Rewrite the records below with every "placed on the object itself" changed to "set on the object itself" and nothing else altered. Leave the pictures out of your answer.

Rows from a dataset:
** BEGIN **

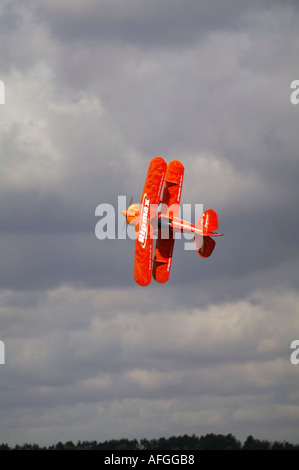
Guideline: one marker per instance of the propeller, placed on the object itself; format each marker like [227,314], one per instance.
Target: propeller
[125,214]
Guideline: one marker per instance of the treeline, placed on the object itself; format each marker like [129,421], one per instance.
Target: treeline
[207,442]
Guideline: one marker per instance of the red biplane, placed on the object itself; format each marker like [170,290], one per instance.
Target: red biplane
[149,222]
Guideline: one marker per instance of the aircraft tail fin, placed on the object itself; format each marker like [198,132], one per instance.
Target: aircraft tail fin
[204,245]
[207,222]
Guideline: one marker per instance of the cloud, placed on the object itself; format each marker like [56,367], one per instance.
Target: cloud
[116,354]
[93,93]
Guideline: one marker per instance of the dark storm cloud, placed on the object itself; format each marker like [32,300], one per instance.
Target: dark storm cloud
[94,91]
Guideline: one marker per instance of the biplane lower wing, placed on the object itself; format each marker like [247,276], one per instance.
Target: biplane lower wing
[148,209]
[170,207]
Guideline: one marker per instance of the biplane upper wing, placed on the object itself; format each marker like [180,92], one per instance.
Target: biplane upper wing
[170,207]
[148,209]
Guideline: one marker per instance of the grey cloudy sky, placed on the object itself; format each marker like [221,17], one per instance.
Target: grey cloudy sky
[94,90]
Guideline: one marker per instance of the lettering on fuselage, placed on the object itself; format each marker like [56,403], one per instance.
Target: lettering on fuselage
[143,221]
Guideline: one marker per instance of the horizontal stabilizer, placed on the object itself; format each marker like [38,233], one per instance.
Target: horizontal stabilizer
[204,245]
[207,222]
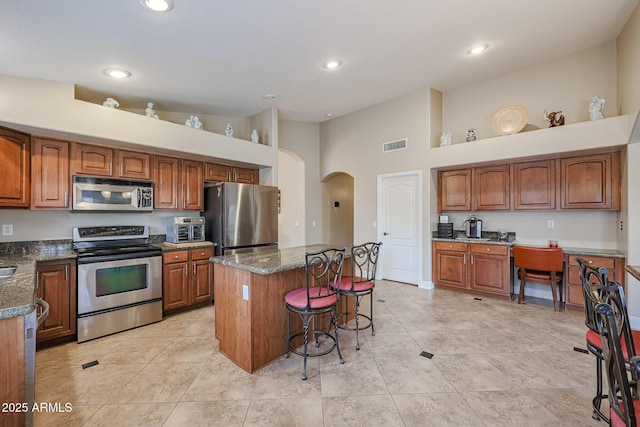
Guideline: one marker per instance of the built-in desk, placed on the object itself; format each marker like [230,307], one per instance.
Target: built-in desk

** END **

• [Reply]:
Guideline: one marker per instance of the propeller, set on the object itself; format each marker like [227,314], one per instance.
Target: propeller
[125,214]
Guideline: one marker per instance of the treeline, set on the object itself; format each marker like [129,421], one per instance.
Target: treeline
[207,442]
Guideline: one marker per instance of the red biplane, set on the object itself; format each marker like [170,290], one per instance.
Target: red biplane
[149,222]
Guideline: one marker per instance of the aircraft tail fin, set on the object itself; format each marker like [198,132], one per instance.
Target: aircraft tail fin
[204,245]
[207,222]
Guideline: one marker per instance of the cloud, set on the object itself; format each marker like [56,367], one per instance.
Target: cloud
[116,354]
[93,93]
Guideline: one marker per instance of the dark storm cloud, set on the object itself; format each marker like [32,300], one per instance.
Target: dark storm cloud
[94,91]
Guideline: one marker per instance of the biplane lower wing, set on the object itself; format each marker like [247,276], one per instance.
Target: biplane lower wing
[148,209]
[170,207]
Guideline: one marker per instance of the biplane upper wing, set on the object itself; format each marker like [180,92], one per instance.
Target: biplane upper wing
[170,207]
[148,209]
Guideline: one marker per instance of the grey cloudy sky, set on the object itself; format each marker like [221,17], one per instance.
Target: grey cloudy sky
[94,90]
Guideline: one marker per instance of the lettering on fuselage, set on the object itself; format each marker like [56,403], one per instance.
Target: lettering on fuselage
[143,221]
Guideline: one marker per instance of the horizontal stabilizer, set on the object itself; format each marker like [38,233], one per instance.
Target: horizontal stabilizer
[204,245]
[207,222]
Guideline: one marker per instance of the built-in desk, set on the object itself; format each marker like [230,307], one per instance.
Target: built-in desk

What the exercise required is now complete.